- Document section:
'''

I don't feel that I need them to live; I appreciate TV Tropes more and that's
where a donation would go first. They are a nice luxury, but I opt for the
non-Wikipedia answers where possible, because Wikipedia tends to explain
things in a convoluted manner.

Plus they do make a lot of money and I feel the fundraising copy has been
misleading about that.

I feel that the Wikipedia model doesn't work as a non-profit. I'd be happy to
subscribe to some paid version where contributors get distributed a portion of
the earnings, ala Spotify. Right now, it feels like some contributors get
nothing, while some have a happy full time, full salary job. It's brought some
good to the world, and I'd like the Wikipedia staff to make above average
salaries, but it should be taken fairly out of everyone's pockets.

------
foofoo4u
Absolutely. It's one of the small corners of the web that brings positive
value to the world ad-free. It's brought significant value to my life. I'd
like to see it continue, so I have a monthly donation towards it.

------
ipi
I love wikipedia as much as anybody I have known. I currently don't donate but
would love to once my situation changes. Their donation request is the most
horrible one I have seen. They should definitely work on their tone and
presentation. Having said that I feel they shouldn't need to ask for donation
because they are basically providing the top search results for most of the
search engines and Digital voice assistants like Alexa and should be able to
have a stream of income from the big corps with out effecting their integrity.

'''

- Raw data:
'''

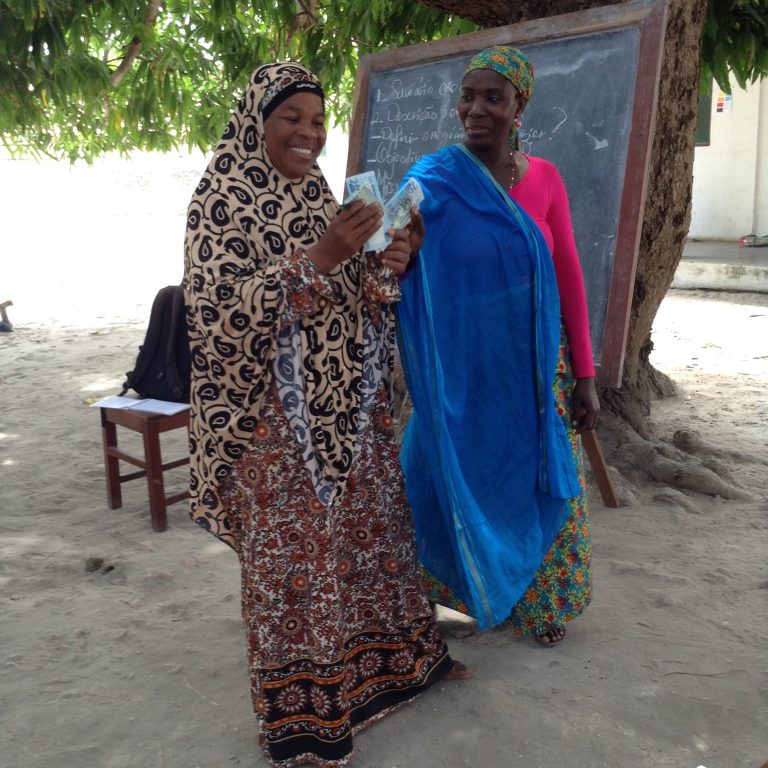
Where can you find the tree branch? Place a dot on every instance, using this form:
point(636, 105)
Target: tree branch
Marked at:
point(153, 9)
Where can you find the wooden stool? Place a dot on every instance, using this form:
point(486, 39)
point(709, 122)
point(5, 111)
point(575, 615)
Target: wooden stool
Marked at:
point(150, 425)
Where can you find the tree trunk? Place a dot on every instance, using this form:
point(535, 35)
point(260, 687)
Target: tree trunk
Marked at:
point(668, 199)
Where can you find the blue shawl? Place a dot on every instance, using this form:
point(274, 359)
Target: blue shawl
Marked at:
point(487, 463)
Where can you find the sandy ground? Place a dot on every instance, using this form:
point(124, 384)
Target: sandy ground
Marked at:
point(142, 662)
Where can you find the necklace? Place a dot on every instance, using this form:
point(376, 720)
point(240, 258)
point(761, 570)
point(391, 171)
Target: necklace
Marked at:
point(513, 174)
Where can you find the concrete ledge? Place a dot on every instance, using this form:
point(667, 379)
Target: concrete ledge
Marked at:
point(721, 277)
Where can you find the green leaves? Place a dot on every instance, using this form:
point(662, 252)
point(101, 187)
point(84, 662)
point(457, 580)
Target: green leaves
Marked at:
point(735, 40)
point(82, 77)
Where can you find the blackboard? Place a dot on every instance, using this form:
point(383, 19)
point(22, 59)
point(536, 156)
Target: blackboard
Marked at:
point(591, 114)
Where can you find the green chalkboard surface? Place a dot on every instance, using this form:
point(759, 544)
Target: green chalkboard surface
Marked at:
point(591, 114)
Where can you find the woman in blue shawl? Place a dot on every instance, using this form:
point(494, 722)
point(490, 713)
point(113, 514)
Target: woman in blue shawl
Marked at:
point(491, 460)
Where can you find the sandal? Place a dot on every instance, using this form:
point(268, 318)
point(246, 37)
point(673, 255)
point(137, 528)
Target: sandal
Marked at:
point(551, 636)
point(459, 671)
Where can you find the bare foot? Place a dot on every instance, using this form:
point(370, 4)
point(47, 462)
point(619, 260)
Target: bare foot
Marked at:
point(459, 671)
point(551, 637)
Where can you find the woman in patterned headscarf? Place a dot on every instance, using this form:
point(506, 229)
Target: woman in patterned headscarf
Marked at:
point(294, 461)
point(491, 460)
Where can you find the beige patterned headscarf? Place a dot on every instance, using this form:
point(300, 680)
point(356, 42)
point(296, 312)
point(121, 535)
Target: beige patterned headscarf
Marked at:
point(246, 227)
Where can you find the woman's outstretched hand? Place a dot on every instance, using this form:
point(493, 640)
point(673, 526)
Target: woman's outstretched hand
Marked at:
point(345, 235)
point(584, 403)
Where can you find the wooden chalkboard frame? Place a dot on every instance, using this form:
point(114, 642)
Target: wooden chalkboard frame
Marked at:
point(649, 17)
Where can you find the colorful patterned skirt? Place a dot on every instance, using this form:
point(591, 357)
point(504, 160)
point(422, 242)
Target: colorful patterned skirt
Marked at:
point(561, 589)
point(339, 630)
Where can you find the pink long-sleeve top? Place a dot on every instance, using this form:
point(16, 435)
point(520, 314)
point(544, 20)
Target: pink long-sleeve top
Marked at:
point(541, 193)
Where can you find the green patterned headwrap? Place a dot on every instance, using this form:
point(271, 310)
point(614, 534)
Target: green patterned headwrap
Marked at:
point(513, 65)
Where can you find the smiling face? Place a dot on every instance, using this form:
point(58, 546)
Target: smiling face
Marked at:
point(488, 104)
point(295, 134)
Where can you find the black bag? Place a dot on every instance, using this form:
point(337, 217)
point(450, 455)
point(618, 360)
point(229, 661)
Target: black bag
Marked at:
point(162, 367)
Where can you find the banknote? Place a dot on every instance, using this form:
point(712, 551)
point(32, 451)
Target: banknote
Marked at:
point(359, 188)
point(397, 210)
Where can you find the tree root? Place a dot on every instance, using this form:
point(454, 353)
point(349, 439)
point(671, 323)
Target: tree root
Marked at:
point(635, 454)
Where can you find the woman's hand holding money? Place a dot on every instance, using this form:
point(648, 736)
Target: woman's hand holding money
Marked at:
point(345, 235)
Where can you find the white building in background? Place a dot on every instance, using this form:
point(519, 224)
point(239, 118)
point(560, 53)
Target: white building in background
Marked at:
point(730, 175)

'''

- Tasks to complete:
[1] Output the passage of the Wikipedia donation thread that begins at the words "Plus they do" and stops after "of everyone's pockets.".
[2] Answer these about the Wikipedia donation thread:
(a) Which site does the first poster say would get a donation first?
(b) How often does foofoo4u donate?
(c) Which digital voice assistant does ipi name?
[3] Can you resume the forum thread about donating to Wikipedia, writing on from its final sentence?

- Exercise results:
[1]
Plus they do make a lot of money and I feel the fundraising copy has been
misleading about that.

I feel that the Wikipedia model doesn't work as a non-profit. I'd be happy to
subscribe to some paid version where contributors get distributed a portion of
the earnings, ala Spotify. Right now, it feels like some contributors get
nothing, while some have a happy full time, full salary job. It's brought some
good to the world, and I'd like the Wikipedia staff to make above average
salaries, but it should be taken fairly out of everyone's pockets.

[2]
(a) TV Tropes
(b) Monthly
(c) Alexa

[3]
------
egorfine
Yes, for many years already. I don't need the request to be motivating, I need
the wikipedia to exist.

------
kull
I do, I feel obligated to donate at least $5 per year as this is one of my
most visited sites. The internet would not be the same without wiki, and it
makes me feel like I am supporting the Internet by those small donations.

------
Trias11
This impresses me just like a donation jar at a major bank begging customers
to donate money to some noble cause.

WTF? You really don't have enough money to support the cause?

Someone need to write Chrome extension to hide this.

------
momackay
Yes, both time and monetarily. Why? Because it's one of the few informative
sites that's still free and I use it's services often.

------
maps7
I have in the past but I probably won't again. It seems like they have enough
money and they can pay their staff more than I make.

------
dragonwriter
> Do you donate to Wikipedia?

Content, occasionally.

Money? Not yet.

> Is their donation request motivating?

Well, obviously not sufficiently to cause me to give them money.

------
imagetic
Save your donation for ProPublica.